Data listing –
+ + + +

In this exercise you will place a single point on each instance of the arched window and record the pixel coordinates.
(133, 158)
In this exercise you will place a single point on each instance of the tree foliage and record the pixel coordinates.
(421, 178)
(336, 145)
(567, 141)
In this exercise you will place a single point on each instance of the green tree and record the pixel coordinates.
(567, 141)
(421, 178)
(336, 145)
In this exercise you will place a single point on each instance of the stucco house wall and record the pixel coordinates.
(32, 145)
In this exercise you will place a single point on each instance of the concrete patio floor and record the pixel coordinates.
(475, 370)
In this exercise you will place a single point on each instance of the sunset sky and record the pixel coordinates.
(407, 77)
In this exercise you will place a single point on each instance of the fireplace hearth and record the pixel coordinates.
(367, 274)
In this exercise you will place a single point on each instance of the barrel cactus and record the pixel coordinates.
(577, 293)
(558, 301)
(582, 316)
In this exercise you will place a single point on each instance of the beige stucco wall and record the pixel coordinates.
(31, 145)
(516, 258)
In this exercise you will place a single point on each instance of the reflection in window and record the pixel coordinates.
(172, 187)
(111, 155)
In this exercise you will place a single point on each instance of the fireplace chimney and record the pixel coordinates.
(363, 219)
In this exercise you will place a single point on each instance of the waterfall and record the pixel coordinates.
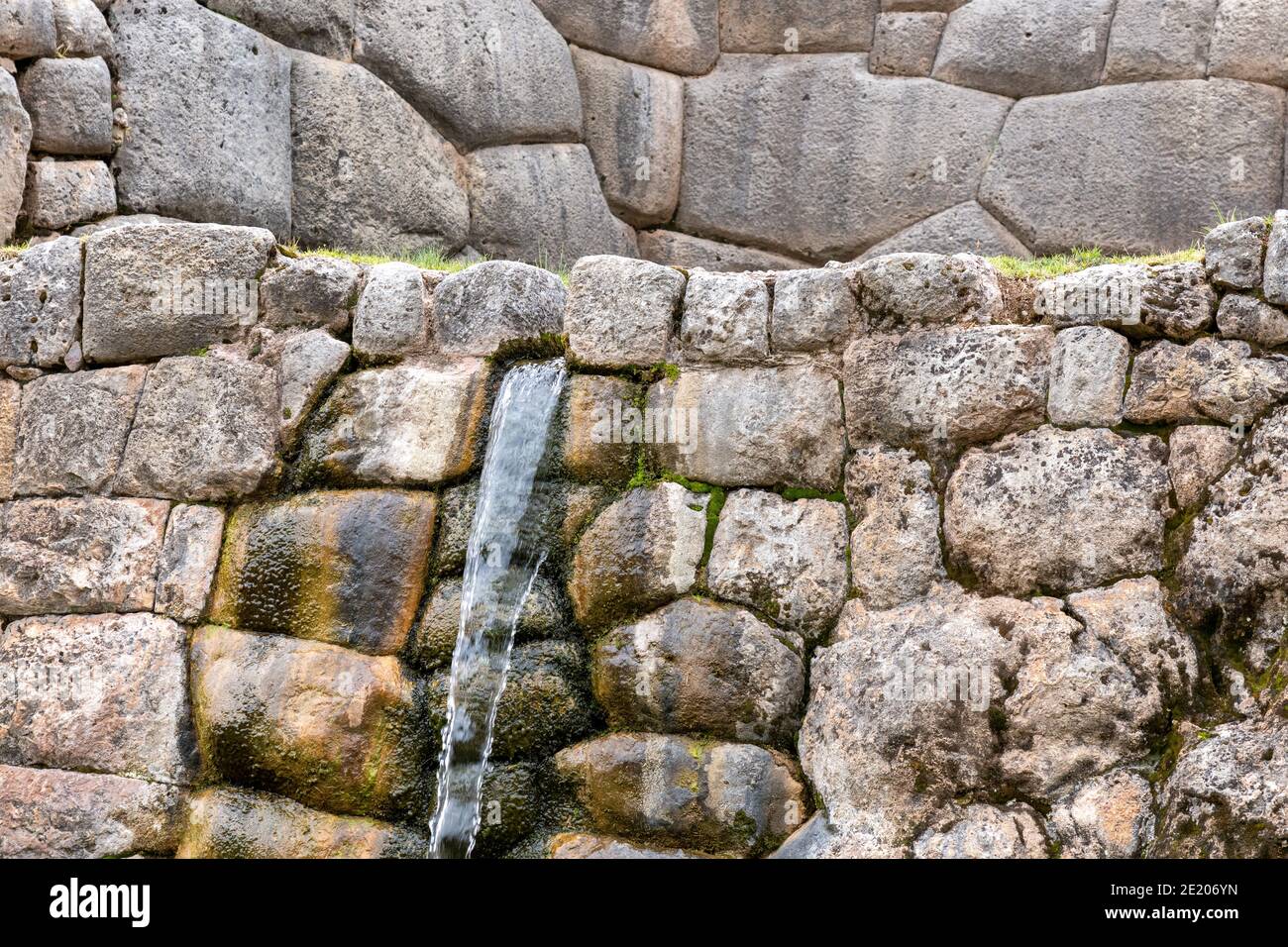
(505, 551)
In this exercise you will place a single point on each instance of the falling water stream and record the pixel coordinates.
(505, 551)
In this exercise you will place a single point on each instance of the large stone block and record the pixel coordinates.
(55, 813)
(1025, 47)
(369, 171)
(1098, 500)
(78, 556)
(785, 558)
(404, 425)
(69, 103)
(771, 132)
(941, 390)
(346, 567)
(712, 796)
(1153, 40)
(209, 108)
(638, 554)
(101, 693)
(487, 71)
(621, 312)
(480, 309)
(73, 431)
(702, 668)
(1115, 167)
(205, 429)
(632, 121)
(752, 427)
(797, 26)
(40, 308)
(170, 289)
(673, 35)
(237, 823)
(542, 204)
(313, 722)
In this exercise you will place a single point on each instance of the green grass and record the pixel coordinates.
(1083, 258)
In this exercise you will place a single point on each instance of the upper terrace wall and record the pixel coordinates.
(716, 133)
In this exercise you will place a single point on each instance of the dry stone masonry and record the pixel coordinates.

+ + + +

Exercise instructions – Reproduce the lines above, from the line containing "tree and record the pixel coordinates." through the line containing "(1083, 258)", with both ends included. Multiply every point coordinate in the answers by 0.45, round each result to a whole number with halves rounded up, and leave the pictures out.

Answer –
In this exercise you will place a single point on each instance of the green tree and record the pixel coordinates.
(255, 63)
(189, 80)
(151, 65)
In this exercise you will place a single point on each instance of the stucco house wall and record the pixel coordinates.
(14, 65)
In this exercise you will place a single point on each instance of the concrete patio floor and record the pixel coordinates.
(214, 167)
In this exercise you will place a single point on each instance of the sunset sky and record the pixel coordinates.
(183, 35)
In this exercise you will place a single point on each instance of the fireplace hearth and record the pixel coordinates.
(165, 123)
In this exercise you will place a single point on each instance of the barrel cactus and record the pixel coordinates.
(260, 132)
(251, 135)
(262, 142)
In this exercise you will place a single point on each instance of the beige stucco wall and record the pixel coordinates.
(14, 65)
(232, 116)
In this exercise you will place a single point on each instance of the reflection in window and record the pixel coordinates.
(77, 84)
(50, 70)
In this exercise you will place a single point on each instance of the fireplace chimney and record the pixel coordinates.
(163, 99)
In this exercise you will place a single point on each instance of the waterfall and record the pixel coordinates.
(227, 248)
In this exercise you will place a single point on each instance of the falling water stream and record the pixel coordinates.
(227, 248)
In this exercise you will place a single point on each instance of the large stone block and record the pixel coordinates.
(25, 366)
(461, 21)
(166, 77)
(494, 225)
(35, 250)
(353, 251)
(182, 191)
(31, 46)
(347, 59)
(423, 176)
(156, 255)
(320, 358)
(519, 18)
(94, 49)
(287, 249)
(45, 312)
(219, 32)
(279, 140)
(216, 139)
(33, 194)
(316, 301)
(502, 75)
(92, 193)
(284, 54)
(338, 192)
(359, 12)
(18, 139)
(77, 130)
(303, 16)
(107, 370)
(244, 92)
(141, 325)
In this exercise you will place a single point on each instance of the green grass and record the pixel coordinates.
(487, 116)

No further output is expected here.